Task description >> Would it be possible to write out each entry below exactly, without the pictures?

Entries from a point annotation set >>
####################

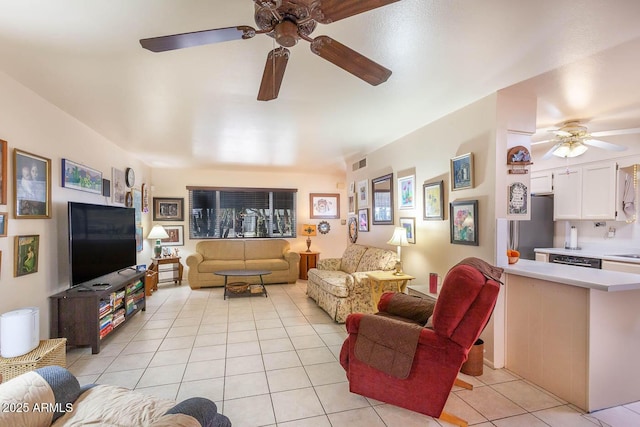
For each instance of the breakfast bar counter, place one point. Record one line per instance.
(574, 331)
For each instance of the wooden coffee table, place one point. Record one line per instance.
(243, 273)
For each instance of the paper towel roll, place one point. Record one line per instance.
(19, 331)
(574, 238)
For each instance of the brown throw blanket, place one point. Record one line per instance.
(387, 344)
(489, 271)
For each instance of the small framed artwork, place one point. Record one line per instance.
(517, 194)
(324, 206)
(432, 197)
(409, 224)
(352, 204)
(3, 172)
(462, 172)
(463, 217)
(406, 192)
(80, 177)
(119, 192)
(363, 219)
(31, 185)
(168, 209)
(363, 193)
(176, 235)
(4, 218)
(26, 254)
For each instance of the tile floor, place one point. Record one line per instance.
(274, 362)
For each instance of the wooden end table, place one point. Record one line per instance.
(380, 280)
(243, 273)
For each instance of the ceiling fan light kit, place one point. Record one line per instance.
(288, 21)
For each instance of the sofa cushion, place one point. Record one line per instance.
(264, 249)
(212, 266)
(266, 264)
(377, 259)
(222, 250)
(351, 258)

####################

Solved problem >>
For each instance of the breakfast bar counter, place one point. Record one line per instance.
(574, 331)
For each instance of the wooden coffee table, place one point. Record one line per instance.
(243, 273)
For each instance of the paper towel roll, place one point. Record one line per instance.
(19, 331)
(574, 238)
For each instance of the brown throw blanket, place one point. Record one line per instance.
(387, 344)
(489, 271)
For each instance of the small framed artwork, place one point. Record one line per instance.
(517, 194)
(324, 206)
(432, 197)
(409, 224)
(352, 204)
(3, 172)
(462, 172)
(463, 217)
(406, 192)
(80, 177)
(119, 192)
(363, 219)
(31, 185)
(168, 209)
(363, 193)
(176, 235)
(4, 218)
(26, 254)
For each instance of the tile floor, place one point. Record one line per instance.
(274, 362)
For each instance of the wooden end table, place one point. Record one line per instance.
(380, 280)
(243, 273)
For each instance of the ceiling fan light kit, place one point. Record one line per instance.
(288, 21)
For each instance of the sofa cushion, place one point. Record one line per instance.
(264, 249)
(212, 266)
(266, 264)
(377, 259)
(222, 250)
(351, 258)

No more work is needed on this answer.